### DOCUMENT SECTION:
----------

This blog post was previously published on the Redilearning blog and is republished here. Redilearning became part of Relias Learning in October, 2015.
CMS recently released the 2015 National Impact Assessment of Quality Measures Report, which assesses the quality measures used by CMS.
Building on the 2012 Impact Assessment Report and using research from data sets spanning 2006 to 2013, the 2015 Impact Report evaluates data from hundreds of measures that assess the quality of care delivered in a range of settings, including nursing homes and home health agencies. The report’s three main objectives? To examine the current measure use; to analyze measure results; and to suggest next steps for measures and program-specific decisions.
According to CMS, highlights of the report demonstrate that:
Quality measurement results show significant improvement
95% of 119 publicly reported performance rates across seven quality reporting programs showed improvement during the study period. In addition, approximately 35% of the 119 measures were classified as high performing, meaning that performance rates exceeding 90% were achieved in each of the most recent three years for which data were available.
Race and ethnicity disparities present in 2006 were less evident in 2012
Measure rates for Hispanics, Blacks and Asians showed improvement; however, disparities still exist and remain a challenge to eliminate.
CMS quality measures impact patients beyond the Medicare population
Over 40% of the measures used in CMS quality reporting programs include individuals whose healthcare is supported by Medicaid, and over 30% include individuals whose healthcare is supported by other payer sources.
CMS noted that the next Impact Report, scheduled for release in 2018, will focus on nearly twice as many quality measures and programs.

----------

Stored records
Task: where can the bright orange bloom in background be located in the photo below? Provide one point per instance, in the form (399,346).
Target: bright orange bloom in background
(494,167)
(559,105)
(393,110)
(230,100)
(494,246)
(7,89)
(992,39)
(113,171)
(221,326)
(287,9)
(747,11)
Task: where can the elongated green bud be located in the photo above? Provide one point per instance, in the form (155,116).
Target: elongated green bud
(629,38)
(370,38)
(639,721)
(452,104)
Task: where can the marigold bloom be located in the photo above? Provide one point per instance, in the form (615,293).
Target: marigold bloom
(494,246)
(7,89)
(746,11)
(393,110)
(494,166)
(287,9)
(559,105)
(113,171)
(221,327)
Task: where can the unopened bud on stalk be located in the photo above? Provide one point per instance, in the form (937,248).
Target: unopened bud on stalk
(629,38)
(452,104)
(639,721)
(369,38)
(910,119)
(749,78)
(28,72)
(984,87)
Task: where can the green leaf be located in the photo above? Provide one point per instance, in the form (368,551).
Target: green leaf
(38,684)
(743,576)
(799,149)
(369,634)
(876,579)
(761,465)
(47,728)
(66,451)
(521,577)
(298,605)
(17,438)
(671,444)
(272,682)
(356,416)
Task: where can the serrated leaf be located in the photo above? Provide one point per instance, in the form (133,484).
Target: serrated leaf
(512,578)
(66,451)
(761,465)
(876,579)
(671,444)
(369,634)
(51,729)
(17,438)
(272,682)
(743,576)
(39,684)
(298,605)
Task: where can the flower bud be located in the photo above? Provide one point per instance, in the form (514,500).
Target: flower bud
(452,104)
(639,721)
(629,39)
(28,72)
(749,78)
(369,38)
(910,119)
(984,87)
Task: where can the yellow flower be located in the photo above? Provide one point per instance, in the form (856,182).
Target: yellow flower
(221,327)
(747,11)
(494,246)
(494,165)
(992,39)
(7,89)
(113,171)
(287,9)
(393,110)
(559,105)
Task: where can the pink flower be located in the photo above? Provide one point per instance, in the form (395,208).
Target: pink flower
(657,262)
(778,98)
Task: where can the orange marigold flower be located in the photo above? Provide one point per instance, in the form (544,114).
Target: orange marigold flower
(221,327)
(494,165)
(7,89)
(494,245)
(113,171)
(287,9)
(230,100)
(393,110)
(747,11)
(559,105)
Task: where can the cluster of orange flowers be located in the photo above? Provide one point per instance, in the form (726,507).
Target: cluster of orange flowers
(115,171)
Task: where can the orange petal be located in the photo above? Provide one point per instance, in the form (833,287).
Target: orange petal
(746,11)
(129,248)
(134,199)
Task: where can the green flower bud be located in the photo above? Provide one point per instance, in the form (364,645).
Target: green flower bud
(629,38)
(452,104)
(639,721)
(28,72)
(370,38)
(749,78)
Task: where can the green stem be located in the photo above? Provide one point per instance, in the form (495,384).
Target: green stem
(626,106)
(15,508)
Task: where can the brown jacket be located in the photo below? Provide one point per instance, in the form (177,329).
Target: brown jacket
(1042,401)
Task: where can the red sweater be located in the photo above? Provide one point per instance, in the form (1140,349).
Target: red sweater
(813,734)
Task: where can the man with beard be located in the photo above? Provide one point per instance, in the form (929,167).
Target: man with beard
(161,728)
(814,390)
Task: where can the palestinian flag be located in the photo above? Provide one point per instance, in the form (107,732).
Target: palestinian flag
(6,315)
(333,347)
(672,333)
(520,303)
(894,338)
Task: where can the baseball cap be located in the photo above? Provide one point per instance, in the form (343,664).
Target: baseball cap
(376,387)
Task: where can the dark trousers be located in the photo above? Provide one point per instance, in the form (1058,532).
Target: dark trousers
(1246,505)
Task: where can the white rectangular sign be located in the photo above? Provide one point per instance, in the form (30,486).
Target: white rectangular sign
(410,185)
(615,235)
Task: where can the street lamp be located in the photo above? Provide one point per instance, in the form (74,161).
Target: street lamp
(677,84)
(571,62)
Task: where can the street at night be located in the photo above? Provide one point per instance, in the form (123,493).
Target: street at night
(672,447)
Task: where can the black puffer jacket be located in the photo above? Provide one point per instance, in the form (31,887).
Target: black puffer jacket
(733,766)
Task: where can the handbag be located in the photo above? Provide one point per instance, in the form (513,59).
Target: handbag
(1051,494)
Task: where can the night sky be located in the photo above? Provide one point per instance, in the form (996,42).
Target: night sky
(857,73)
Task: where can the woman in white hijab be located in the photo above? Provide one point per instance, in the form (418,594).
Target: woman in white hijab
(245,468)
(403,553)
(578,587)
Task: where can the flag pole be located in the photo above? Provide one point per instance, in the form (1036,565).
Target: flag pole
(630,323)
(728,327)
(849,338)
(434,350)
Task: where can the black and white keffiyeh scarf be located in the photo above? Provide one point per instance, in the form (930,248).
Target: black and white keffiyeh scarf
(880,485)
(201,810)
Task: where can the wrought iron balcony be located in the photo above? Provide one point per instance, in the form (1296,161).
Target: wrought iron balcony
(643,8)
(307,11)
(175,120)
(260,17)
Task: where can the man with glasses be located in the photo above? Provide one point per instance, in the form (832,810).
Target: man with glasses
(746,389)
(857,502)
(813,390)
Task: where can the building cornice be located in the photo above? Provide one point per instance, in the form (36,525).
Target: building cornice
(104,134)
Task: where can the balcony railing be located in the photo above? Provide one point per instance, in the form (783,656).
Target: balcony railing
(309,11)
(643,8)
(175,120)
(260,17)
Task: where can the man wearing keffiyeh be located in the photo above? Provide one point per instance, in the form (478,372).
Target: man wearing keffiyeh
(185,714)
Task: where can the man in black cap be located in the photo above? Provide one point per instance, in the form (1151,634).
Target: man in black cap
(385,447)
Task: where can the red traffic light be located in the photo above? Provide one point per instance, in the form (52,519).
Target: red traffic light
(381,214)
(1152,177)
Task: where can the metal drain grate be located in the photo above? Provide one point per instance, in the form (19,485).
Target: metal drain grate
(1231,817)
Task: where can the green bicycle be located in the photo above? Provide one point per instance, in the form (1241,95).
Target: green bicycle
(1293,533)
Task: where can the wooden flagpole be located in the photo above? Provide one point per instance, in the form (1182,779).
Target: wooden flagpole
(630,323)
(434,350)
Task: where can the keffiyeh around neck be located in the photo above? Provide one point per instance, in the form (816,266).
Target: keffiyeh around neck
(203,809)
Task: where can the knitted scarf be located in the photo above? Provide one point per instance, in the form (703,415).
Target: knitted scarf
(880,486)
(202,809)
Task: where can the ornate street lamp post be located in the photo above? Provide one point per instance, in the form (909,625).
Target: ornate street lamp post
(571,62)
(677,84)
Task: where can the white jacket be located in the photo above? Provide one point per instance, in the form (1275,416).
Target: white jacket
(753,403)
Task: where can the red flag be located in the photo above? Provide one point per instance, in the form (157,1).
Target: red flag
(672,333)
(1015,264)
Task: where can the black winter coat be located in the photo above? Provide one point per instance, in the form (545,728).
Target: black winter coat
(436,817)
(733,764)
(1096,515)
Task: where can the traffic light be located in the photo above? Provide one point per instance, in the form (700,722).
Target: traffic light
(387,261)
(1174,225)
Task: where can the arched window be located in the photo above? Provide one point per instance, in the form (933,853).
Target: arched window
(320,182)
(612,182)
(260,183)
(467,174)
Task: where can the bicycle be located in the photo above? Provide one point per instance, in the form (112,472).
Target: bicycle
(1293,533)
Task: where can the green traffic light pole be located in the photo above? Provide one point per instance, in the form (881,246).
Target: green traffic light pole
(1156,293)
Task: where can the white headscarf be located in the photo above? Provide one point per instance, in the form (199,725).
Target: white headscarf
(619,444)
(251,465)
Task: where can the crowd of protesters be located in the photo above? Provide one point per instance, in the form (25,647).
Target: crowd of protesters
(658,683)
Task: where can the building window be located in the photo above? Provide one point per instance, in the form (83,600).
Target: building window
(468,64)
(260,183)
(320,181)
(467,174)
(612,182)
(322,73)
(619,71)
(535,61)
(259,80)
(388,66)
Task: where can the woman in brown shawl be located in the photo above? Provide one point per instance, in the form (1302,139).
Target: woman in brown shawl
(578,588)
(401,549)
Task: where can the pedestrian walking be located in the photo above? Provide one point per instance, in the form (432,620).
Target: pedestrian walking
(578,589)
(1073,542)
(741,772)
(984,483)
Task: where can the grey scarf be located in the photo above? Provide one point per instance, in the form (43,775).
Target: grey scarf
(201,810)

----------

### LIST OF TASKS:
• a. List the three main objectives of the 2015 Impact Report that the blog post gives.
• b. Answer these questions from the blog post, one per line:
(i) In what month and year did Redilearning become part of Relias Learning?
(ii) What percentage of the 119 publicly reported performance rates showed improvement during the study period?
(iii) In what year is the next Impact Report scheduled for release?
• c. Write out the part of the blog post from "According to CMS, highlights" up to and including "challenge to eliminate.".
Use only the blog post for your answers.

### TASK ANSWERS:
• a.
- To examine the current measure use
- To analyze measure results
- To suggest next steps for measures and program-specific decisions

• b.
(i) October 2015
(ii) 95%
(iii) 2018

• c.
According to CMS, highlights of the report demonstrate that:
Quality measurement results show significant improvement
95% of 119 publicly reported performance rates across seven quality reporting programs showed improvement during the study period. In addition, approximately 35% of the 119 measures were classified as high performing, meaning that performance rates exceeding 90% were achieved in each of the most recent three years for which data were available.
Race and ethnicity disparities present in 2006 were less evident in 2012
Measure rates for Hispanics, Blacks and Asians showed improvement; however, disparities still exist and remain a challenge to eliminate.